== WORK ORDER ==
Read through the material below and copy each line in which the word "after" occurs.

== SOURCE DATA ==

━━━━━━━━━━

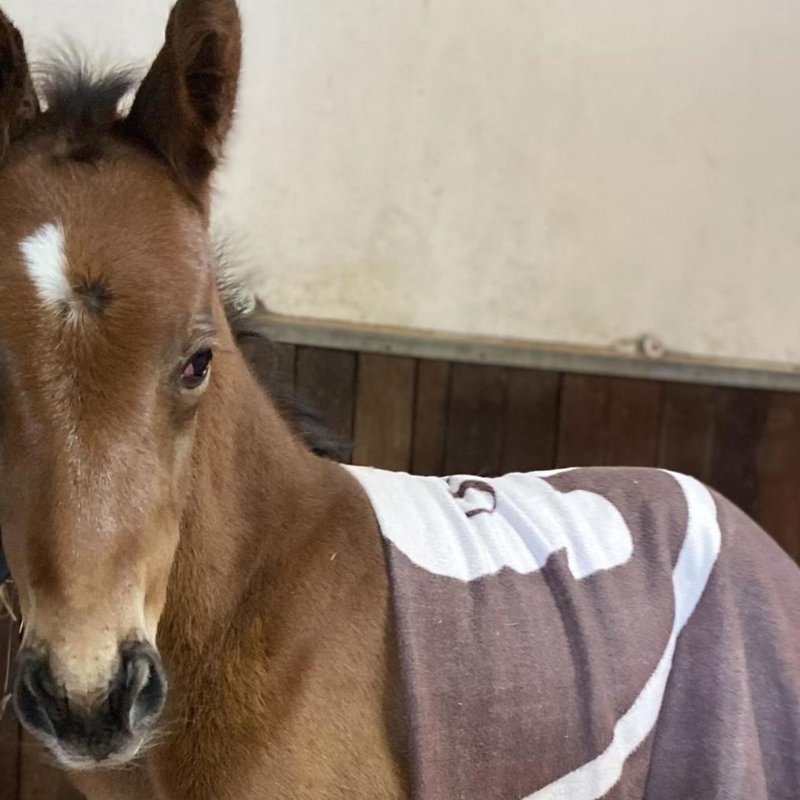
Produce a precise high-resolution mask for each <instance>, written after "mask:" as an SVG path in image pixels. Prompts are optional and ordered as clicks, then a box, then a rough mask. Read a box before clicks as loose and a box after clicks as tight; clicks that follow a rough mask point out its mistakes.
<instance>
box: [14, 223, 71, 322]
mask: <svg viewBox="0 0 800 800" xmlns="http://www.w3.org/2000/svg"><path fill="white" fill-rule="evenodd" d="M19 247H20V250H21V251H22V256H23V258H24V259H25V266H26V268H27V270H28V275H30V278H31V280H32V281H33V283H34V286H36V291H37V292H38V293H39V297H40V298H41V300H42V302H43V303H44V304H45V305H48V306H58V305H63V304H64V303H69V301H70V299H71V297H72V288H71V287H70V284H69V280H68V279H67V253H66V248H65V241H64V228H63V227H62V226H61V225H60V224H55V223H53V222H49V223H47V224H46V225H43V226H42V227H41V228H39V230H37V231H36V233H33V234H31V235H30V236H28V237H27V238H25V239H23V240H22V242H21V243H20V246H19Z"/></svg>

━━━━━━━━━━

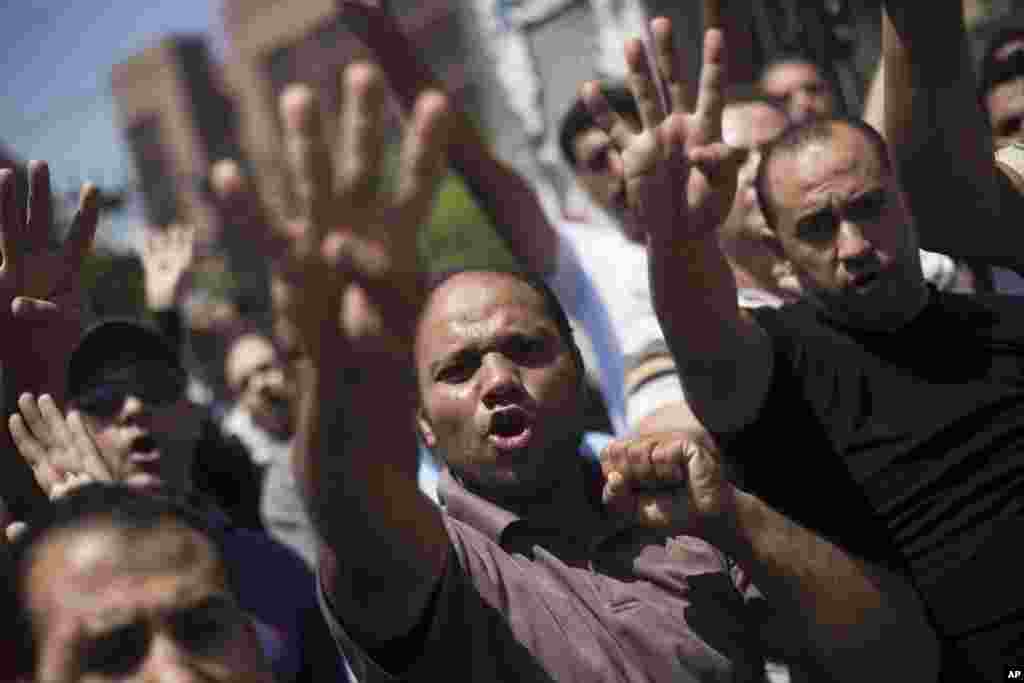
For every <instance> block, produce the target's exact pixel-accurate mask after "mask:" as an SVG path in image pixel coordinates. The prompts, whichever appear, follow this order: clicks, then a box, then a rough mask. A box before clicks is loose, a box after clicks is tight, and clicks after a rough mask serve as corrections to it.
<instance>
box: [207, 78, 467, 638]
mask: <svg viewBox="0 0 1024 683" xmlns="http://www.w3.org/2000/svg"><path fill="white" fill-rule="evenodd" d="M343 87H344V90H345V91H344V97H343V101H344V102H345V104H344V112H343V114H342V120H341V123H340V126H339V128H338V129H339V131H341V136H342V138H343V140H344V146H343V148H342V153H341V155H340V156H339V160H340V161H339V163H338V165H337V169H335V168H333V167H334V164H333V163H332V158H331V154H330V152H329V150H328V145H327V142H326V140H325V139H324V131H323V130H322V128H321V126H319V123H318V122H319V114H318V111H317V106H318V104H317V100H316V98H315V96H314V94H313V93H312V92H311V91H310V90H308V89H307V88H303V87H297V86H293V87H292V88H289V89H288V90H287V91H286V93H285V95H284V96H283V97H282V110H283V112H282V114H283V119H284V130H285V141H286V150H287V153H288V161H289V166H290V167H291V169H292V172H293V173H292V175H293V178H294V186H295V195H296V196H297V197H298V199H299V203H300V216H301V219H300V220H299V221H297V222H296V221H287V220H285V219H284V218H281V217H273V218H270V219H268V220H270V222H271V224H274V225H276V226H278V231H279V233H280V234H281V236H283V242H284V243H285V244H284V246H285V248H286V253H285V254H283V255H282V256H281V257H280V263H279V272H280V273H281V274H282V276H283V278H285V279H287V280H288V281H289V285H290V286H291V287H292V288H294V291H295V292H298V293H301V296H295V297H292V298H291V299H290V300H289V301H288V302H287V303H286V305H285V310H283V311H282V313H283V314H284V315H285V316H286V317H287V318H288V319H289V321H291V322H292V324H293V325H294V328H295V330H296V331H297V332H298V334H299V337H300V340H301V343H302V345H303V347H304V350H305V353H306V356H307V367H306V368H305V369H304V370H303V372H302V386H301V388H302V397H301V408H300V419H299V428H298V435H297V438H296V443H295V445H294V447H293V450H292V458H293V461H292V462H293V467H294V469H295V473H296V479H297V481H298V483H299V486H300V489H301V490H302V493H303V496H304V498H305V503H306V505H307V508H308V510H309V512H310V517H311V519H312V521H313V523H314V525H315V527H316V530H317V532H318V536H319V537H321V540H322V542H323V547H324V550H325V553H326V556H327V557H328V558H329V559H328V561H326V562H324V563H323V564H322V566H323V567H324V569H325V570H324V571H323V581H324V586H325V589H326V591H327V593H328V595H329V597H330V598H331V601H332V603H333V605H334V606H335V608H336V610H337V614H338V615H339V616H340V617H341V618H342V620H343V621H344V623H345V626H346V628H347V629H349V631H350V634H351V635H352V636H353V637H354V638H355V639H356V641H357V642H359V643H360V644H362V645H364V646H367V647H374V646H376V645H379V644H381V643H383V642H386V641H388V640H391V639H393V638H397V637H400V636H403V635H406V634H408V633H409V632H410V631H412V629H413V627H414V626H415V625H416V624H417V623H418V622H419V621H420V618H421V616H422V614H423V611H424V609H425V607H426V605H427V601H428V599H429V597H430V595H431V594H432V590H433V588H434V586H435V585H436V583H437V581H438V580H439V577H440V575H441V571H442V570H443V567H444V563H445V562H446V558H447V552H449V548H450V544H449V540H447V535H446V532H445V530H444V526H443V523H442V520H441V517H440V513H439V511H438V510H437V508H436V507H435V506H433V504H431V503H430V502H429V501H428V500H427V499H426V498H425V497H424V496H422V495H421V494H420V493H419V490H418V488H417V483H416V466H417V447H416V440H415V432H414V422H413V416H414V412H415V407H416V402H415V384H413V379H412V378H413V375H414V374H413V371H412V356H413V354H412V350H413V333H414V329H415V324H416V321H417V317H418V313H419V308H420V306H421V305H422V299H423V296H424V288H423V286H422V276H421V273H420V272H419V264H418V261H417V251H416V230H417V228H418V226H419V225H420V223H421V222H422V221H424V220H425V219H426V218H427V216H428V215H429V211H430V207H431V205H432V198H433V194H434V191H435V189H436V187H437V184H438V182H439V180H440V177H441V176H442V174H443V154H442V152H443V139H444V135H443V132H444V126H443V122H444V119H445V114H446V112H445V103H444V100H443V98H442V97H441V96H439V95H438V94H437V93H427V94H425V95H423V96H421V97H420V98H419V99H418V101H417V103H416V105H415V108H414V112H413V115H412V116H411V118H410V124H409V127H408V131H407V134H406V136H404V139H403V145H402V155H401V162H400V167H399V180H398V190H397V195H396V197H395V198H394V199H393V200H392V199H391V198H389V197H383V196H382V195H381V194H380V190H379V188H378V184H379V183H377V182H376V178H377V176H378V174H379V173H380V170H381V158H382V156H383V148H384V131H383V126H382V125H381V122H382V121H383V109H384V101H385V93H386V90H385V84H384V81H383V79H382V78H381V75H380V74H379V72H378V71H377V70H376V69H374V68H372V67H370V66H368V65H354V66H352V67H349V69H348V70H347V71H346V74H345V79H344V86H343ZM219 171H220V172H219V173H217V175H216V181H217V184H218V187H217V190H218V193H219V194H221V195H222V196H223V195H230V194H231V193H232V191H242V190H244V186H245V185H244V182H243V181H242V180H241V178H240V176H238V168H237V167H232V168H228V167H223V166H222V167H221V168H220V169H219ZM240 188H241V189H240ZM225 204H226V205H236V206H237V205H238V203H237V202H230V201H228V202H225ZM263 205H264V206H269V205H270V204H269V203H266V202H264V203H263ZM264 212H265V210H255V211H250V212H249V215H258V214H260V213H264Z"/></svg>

━━━━━━━━━━

== RESPONSE AREA ==
Produce a precise high-resolution mask for each <instance>, written after "mask:" as an SVG path in image pixels. Prompts are optional and ordered as clicks, then a box, then a rough mask. Read a box before clicks as loose and a box after clicks as tight; clicks that follow a rough mask point out its mistakes.
For every <instance> block, produce the target's exact pixel-accurate mask after "mask:" as an SVG path in image pixel coordinates. The prompts, whichever appear, follow this order: clicks, then a box, then a rough mask. A box before clicks is loose, a box after clicks is tight, and clicks after a rough mask serve as corrections to it.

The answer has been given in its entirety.